## BEGIN
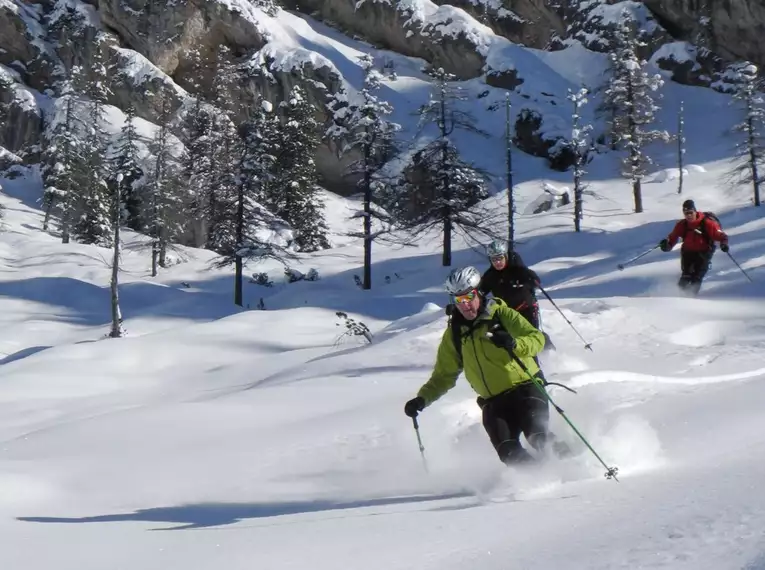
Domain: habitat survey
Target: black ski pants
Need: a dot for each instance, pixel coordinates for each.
(694, 266)
(521, 410)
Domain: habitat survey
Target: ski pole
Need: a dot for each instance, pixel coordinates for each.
(586, 344)
(621, 266)
(741, 268)
(611, 472)
(419, 442)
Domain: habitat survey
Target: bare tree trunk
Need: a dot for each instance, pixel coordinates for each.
(154, 256)
(116, 331)
(753, 159)
(510, 197)
(163, 250)
(634, 150)
(680, 149)
(636, 191)
(446, 259)
(367, 283)
(49, 204)
(238, 264)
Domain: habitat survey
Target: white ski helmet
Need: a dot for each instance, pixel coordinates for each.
(496, 248)
(462, 280)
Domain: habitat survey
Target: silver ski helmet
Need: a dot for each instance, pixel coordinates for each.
(462, 280)
(497, 248)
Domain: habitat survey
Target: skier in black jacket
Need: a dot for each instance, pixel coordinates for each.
(509, 279)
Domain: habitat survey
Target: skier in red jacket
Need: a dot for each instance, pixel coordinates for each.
(699, 233)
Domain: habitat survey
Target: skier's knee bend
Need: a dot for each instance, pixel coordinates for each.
(511, 451)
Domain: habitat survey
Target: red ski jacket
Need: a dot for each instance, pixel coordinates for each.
(697, 235)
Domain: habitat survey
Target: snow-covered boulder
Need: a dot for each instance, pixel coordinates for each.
(552, 197)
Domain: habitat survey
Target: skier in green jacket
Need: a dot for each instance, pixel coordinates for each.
(489, 331)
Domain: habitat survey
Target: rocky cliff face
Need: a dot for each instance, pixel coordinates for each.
(734, 29)
(146, 49)
(147, 45)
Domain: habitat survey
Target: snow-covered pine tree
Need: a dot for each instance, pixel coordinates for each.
(630, 93)
(680, 147)
(95, 221)
(579, 142)
(225, 154)
(438, 188)
(124, 161)
(165, 202)
(361, 125)
(294, 193)
(62, 162)
(749, 159)
(222, 192)
(270, 7)
(247, 222)
(197, 165)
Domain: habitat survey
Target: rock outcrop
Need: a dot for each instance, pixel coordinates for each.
(734, 29)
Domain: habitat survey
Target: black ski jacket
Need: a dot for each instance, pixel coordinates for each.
(514, 284)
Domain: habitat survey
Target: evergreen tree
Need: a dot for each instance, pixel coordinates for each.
(248, 225)
(95, 221)
(166, 204)
(630, 94)
(579, 141)
(439, 188)
(62, 162)
(222, 192)
(197, 165)
(6, 86)
(294, 194)
(749, 158)
(270, 7)
(362, 125)
(125, 162)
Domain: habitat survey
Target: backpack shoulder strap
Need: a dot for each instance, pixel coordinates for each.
(454, 327)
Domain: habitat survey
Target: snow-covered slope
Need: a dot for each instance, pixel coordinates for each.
(265, 439)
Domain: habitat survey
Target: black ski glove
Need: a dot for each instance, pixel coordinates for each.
(501, 338)
(414, 406)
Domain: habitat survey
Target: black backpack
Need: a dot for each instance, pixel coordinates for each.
(702, 229)
(454, 327)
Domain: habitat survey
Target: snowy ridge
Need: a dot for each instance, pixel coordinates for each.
(255, 423)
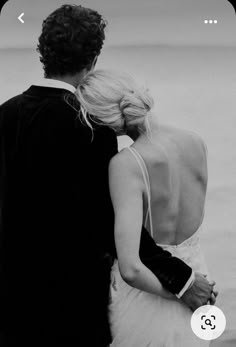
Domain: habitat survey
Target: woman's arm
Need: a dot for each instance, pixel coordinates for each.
(126, 188)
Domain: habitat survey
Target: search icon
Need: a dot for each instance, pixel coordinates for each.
(208, 322)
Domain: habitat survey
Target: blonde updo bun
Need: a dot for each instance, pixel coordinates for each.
(114, 99)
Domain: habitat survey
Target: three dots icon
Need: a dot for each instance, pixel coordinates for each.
(210, 21)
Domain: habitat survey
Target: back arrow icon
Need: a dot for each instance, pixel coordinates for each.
(20, 17)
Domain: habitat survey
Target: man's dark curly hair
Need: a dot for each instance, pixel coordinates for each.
(72, 36)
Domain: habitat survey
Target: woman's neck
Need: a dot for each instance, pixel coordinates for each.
(135, 134)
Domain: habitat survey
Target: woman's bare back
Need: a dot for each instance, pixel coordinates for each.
(177, 167)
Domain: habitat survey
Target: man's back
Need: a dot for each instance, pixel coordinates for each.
(57, 218)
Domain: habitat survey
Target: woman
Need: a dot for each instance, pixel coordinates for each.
(161, 182)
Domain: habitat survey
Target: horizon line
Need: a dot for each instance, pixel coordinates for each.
(136, 45)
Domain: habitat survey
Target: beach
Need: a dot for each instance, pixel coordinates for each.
(193, 88)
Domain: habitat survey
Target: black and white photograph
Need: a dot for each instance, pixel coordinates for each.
## END
Written request. Output the entries above exactly, without their pictures.

Answer in full.
Domain: habitat survey
Target: black ski pants
Need: a dot for each instance, pixel coordinates for each.
(694, 266)
(521, 410)
Domain: habitat survey
Target: ski pole
Need: a dot for each instance, pixel coordinates for each.
(586, 344)
(621, 266)
(741, 268)
(611, 472)
(419, 442)
Domain: habitat survey
Target: bare tree trunk
Need: a dot for each instance, pixel coordinates for each.
(154, 256)
(116, 331)
(753, 159)
(510, 197)
(163, 250)
(634, 150)
(680, 149)
(636, 191)
(446, 259)
(367, 283)
(49, 204)
(238, 264)
Domain: habitat survey
Target: white ski helmet
Need: a dot for each instance, pixel coordinates for each.
(496, 248)
(462, 280)
Domain: habitat survey
Target: silver ski helmet
Need: a dot for each instance, pixel coordinates for each.
(462, 280)
(497, 248)
Domain: habitat survey
Target: skier in black jacket
Need: a dot for each instance, pixel coordinates for each.
(509, 279)
Domain: habitat survey
Target: skier in red jacket
Need: a dot for each instance, pixel coordinates for each.
(699, 233)
Domain: habitat survey
Target: skier's knee bend
Need: a dot for each instance, pixel coordinates for each.
(511, 451)
Domain: habitat survey
Target: red ski jacket
Need: a dot for each instance, pixel coordinates for each.
(697, 235)
Domain: habitat survey
Target: snow-covered boulder
Need: a dot for each instance, pixel coordinates for each.
(552, 197)
Domain: habitat survey
Target: skier in green jacket
Need: a dot for each instance, pixel coordinates for each.
(489, 331)
Domain: habitat survey
Target: rocky cliff face
Need: a dot for each instance, pixel coordinates for each.
(734, 29)
(146, 49)
(147, 45)
Domain: habitat survey
Target: snow-covered pine tree
Need: a dot for each instance, pixel coordinates for each.
(630, 93)
(680, 147)
(95, 221)
(579, 142)
(225, 154)
(438, 188)
(124, 161)
(165, 202)
(361, 125)
(294, 193)
(62, 162)
(749, 159)
(222, 192)
(270, 7)
(247, 222)
(197, 165)
Domain: habitat survey
Target: rock outcrop
Need: a dot for each instance, pixel coordinates for each.
(734, 29)
Domain: habitat survey
Target: black ski jacket
Need: a dot for each instance, pixel coordinates for each.
(514, 284)
Domain: habitat survey
Target: evergreen tree
Need: a dot for each instance, pixel coordinates for each.
(248, 225)
(95, 221)
(166, 204)
(630, 94)
(579, 141)
(439, 188)
(62, 162)
(222, 192)
(197, 165)
(6, 86)
(294, 194)
(749, 158)
(270, 7)
(362, 125)
(125, 162)
Domain: habitat survey
Target: backpack shoulder strap
Need: a dot for each instance, pixel coordinates for each.
(454, 327)
Domain: habitat survey
Target: snow-covered slope
Need: a dot for each instance, pixel coordinates for each.
(265, 439)
Domain: habitat survey
Target: black ski glove
Need: a dot for each instance, pixel coordinates for each.
(501, 338)
(414, 406)
Domain: habitat survey
Target: black backpack
Need: a dot for each instance, pixel coordinates for each.
(702, 229)
(454, 327)
Domain: habitat survey
Target: snowy ridge
Need: a dot for each instance, pixel coordinates for each.
(255, 423)
Domain: habitat survey
Target: woman's arm
Need: a dot for each instance, pixel coordinates for each.
(126, 188)
Domain: habitat survey
Target: search icon
Need: a dot for each instance, pixel coordinates for each.
(208, 322)
Domain: habitat survey
Target: blonde updo bun
Need: a dot for each instance, pixel coordinates for each.
(114, 99)
Domain: habitat survey
Target: three dots icon
Need: a dot for each instance, pixel coordinates for each.
(210, 21)
Domain: habitat survey
Target: back arrow icon
Need: a dot for each instance, pixel coordinates for each.
(20, 17)
Domain: habitat survey
Target: man's dark curly hair
Need: a dot for each instance, pixel coordinates for each.
(72, 36)
Domain: habitat survey
Target: woman's neck
Need: a dot for each instance, pixel coordinates for each.
(135, 134)
Domain: habitat survey
Target: woman's bare back
Need: a dot for each instance, pixel coordinates for each.
(177, 167)
Domain: habitat survey
Target: man's back
Need: a dot for each instance, pixel coordinates for each.
(57, 218)
Domain: habitat survey
Target: woman
Need: a dot for each instance, pixel coordinates for each.
(161, 182)
Domain: habitat survey
Target: horizon line
Need: a dot for each instance, pixel coordinates for each.
(136, 45)
Domain: habitat survey
Target: beach
Need: a dot for each instance, pixel coordinates for each.
(193, 88)
Domain: habitat survey
Target: black and white photograph
Need: a dot for each instance, pixel coordinates for each.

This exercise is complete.